▶ ARTIGO
Se nada for feito, o espaço para despesas não obrigatórias, que tem previsão de R$ 104,9 bilhões em 2026, chegará a 2028 com apenas R$ 11,8 bilhões — o que na prática levaria a uma paralisia no governo federal.
Antes da entrada em vigor do arcabouço fiscal — regra que hoje ordena as contas públicas do país, aprovada pelo governo Lula em 2023 —, o teto de gastos, criado pelo ex-presidente Michel Temer, havia determinado que os pisos de Saúde e Educação fossem corrigidos, ano a ano, apenas pela inflação. Com o fim do teto de gastos, voltaram a valer as previsões constitucionais para despesas com essas rubricas.
Sustentabilidade
Assim, a partir de agora, os gastos com Saúde precisam representar ao menos 15% da receita corrente líquida do governo federal. E os com Educação devem ser de 18% da receita líquida de impostos. É isso que está previsto na Constituição. Mas esta regra representa uma bomba para o atual arcabouço fiscal, que prevê que as despesas totais do governo devem crescer entre 0,6% e 2,5% acima da inflação a cada ano.
Como Saúde e Educação são um percentual fixo das receitas, a tendência é que esses gastos cresçam de participação no bolo total, comprimindo as demais despesas discricionárias.
Por isso, os técnicos da equipe econômica defendem que, pelo menos, a mesma regra aplicada ao conjunto de despesas no arcabouço fiscal — ou seja, expansão entre 0,6% e 2,5% acima da inflação a cada ano — seja adotada também na Saúde e na Educação.

▶ Trechos de conjunto de dados de anotação de localização
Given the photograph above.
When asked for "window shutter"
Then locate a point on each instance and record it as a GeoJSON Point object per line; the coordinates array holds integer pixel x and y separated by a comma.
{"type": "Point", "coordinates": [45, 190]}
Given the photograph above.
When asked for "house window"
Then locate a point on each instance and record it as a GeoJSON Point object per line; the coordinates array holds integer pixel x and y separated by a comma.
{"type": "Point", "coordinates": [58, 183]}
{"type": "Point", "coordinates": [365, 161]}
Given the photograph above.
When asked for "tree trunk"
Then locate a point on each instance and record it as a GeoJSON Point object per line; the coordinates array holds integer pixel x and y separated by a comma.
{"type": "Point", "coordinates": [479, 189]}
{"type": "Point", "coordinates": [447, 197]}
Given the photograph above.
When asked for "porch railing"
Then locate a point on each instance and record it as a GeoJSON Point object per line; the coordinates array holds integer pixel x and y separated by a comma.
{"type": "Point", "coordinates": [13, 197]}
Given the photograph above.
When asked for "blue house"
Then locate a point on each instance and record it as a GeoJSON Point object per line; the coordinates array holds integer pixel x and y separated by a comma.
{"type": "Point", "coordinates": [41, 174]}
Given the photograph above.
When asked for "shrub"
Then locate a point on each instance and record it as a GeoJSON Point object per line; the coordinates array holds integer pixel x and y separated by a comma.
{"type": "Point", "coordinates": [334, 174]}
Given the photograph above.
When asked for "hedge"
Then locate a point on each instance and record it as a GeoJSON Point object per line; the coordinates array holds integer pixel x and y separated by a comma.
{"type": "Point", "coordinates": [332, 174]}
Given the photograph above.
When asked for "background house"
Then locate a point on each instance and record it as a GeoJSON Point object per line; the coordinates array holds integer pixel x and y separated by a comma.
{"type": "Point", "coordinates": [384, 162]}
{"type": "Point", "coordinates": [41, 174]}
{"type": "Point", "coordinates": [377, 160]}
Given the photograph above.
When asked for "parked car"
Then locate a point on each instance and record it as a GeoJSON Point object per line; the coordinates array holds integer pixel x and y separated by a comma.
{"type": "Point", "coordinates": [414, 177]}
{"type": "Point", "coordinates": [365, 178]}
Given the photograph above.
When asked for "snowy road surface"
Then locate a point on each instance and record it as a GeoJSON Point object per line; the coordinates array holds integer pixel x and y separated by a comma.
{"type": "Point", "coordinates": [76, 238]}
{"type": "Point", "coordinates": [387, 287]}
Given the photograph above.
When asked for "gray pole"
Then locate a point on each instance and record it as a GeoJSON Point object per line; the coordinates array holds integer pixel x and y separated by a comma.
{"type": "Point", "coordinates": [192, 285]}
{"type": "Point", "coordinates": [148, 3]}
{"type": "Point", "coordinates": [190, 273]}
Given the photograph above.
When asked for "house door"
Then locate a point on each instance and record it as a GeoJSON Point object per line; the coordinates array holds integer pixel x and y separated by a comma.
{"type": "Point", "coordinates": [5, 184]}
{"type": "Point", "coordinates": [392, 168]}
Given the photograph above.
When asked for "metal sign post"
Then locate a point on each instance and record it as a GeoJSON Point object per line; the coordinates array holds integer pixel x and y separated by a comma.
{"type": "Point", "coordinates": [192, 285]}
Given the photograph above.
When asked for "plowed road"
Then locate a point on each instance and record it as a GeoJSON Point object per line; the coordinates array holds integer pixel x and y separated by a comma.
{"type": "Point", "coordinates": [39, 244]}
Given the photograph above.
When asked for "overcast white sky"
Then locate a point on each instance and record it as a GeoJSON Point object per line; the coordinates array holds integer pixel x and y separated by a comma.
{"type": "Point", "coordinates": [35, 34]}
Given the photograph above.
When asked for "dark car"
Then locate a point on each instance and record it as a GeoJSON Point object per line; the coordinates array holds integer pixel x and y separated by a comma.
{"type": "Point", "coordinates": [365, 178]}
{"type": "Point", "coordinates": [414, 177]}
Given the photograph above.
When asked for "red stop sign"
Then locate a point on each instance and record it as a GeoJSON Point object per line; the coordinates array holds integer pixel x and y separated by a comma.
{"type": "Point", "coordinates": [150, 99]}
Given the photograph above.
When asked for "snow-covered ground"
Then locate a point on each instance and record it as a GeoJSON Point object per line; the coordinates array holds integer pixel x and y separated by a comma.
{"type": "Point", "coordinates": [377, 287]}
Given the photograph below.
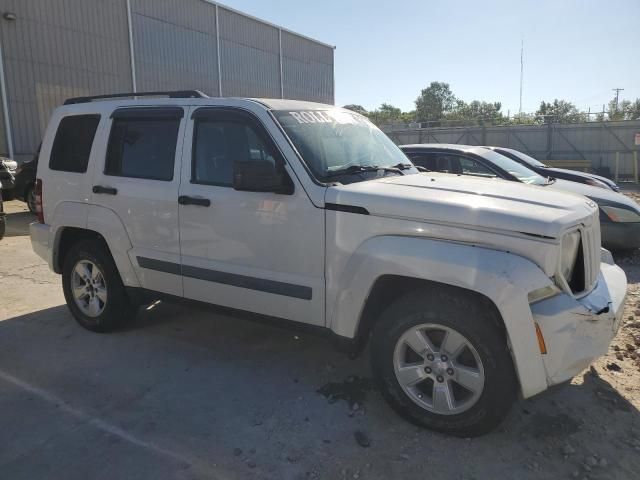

▶ ENUNCIADO A
Extraia da listagem e copie cada linha em que aparece a palavra "sign".
▶ ENUNCIADO B
Leve adiante o texto sobre os pisos de Saúde e Educação no arcabouço fiscal, começando logo depois da última frase.

▶ RESPOSTA FINAL A
When asked for "metal sign post"
When asked for "red stop sign"

▶ RESPOSTA FINAL B
Seria uma solução de foco no médio e longo prazo. Com esta regra, até o fim do governo Luiz Inácio Lula da Silva, o espaço adicional para despesas discricionárias seria mínimo, de R$ 3 bilhões. O ganho total de R$ 190 bilhões se consolidaria no futuro. Mas seria condição para a sustentabilidade do regime ao longo do tempo, nota um técnico da equipe econômica.
No limite, a máquina pública para ou a atual regra de despesas não sobrevive, alertam os integrantes da equipe econômica. A avaliação é que é necessária uma mudança estrutural nas despesas, já que a correção de distorções ou o fechamento de brechas, como fraudes, não devem ser suficientes. Ainda mais considerando que o desenho do arcabouço fiscal estimula a busca por novas receitas, como tem sido feito pelo ministro da Fazenda, Fernando Haddad.
Benefícios sociais
Um integrante do governo ressalta que toda vez que o Executivo corre para aumentar a receita, todas as despesas crescem o equivalente a 70% da alta real da arrecadação (essa é uma das regras do arcabouço). O problema é que os pisos, como são vinculados à receita, crescem muito mais, comprimindo os demais gastos.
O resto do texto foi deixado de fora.